## Begin Task input
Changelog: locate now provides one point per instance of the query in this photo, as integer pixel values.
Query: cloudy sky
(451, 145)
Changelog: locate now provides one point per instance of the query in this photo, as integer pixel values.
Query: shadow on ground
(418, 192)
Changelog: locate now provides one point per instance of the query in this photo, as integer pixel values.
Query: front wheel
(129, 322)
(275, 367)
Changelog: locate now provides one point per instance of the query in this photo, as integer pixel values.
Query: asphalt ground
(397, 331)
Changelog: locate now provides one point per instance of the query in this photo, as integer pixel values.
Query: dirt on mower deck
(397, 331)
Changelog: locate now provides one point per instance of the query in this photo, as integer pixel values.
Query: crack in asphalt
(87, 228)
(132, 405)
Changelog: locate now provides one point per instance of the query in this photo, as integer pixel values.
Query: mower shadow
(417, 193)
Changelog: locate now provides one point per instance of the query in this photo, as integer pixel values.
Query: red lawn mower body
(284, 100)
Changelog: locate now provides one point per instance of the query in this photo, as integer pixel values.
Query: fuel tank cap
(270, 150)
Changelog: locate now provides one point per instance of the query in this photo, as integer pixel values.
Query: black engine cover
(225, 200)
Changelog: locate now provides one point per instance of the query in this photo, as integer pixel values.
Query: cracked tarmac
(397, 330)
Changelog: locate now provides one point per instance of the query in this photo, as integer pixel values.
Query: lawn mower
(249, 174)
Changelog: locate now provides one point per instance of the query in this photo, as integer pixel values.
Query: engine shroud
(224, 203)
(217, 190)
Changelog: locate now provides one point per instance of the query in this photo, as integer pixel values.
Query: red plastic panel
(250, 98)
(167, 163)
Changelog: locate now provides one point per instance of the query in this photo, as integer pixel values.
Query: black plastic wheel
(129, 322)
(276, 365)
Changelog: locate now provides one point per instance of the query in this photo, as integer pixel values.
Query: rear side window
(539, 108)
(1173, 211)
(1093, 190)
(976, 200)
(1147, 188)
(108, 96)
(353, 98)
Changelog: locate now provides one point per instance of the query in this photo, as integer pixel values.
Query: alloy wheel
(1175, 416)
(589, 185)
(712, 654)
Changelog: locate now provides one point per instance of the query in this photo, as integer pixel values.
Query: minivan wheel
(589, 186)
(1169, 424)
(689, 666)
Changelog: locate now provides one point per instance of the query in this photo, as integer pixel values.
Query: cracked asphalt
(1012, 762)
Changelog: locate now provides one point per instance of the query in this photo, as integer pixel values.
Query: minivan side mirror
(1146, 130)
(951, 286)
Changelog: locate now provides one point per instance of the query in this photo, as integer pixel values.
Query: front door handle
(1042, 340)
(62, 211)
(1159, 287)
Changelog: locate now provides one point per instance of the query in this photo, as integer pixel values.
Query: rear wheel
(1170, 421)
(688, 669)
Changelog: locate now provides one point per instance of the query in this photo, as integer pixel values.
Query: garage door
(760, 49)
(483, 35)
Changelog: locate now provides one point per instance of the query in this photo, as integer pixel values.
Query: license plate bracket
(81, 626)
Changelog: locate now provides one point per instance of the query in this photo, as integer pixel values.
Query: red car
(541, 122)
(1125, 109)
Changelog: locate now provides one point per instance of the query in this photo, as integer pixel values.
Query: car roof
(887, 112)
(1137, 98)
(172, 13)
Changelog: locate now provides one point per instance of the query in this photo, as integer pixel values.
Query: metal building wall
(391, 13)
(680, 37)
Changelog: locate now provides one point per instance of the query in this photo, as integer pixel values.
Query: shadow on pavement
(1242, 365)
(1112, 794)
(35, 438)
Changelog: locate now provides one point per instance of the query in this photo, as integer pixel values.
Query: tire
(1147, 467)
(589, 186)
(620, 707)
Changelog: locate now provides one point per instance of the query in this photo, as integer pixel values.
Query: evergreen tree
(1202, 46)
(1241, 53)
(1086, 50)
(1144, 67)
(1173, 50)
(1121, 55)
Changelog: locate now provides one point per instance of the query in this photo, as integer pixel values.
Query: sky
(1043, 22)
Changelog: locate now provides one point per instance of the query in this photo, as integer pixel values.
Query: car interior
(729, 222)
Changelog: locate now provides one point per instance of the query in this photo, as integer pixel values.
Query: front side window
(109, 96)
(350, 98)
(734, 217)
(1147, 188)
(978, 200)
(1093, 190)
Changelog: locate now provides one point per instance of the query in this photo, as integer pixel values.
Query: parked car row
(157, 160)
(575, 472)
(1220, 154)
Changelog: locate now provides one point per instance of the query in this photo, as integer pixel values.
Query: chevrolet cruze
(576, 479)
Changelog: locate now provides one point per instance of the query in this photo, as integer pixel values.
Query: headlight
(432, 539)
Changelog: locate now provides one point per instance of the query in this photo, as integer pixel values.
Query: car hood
## End Task input
*What you will do:*
Collect every line in the records above that contains the word "window".

*Result for this task:*
Query: rear side window
Query: front side window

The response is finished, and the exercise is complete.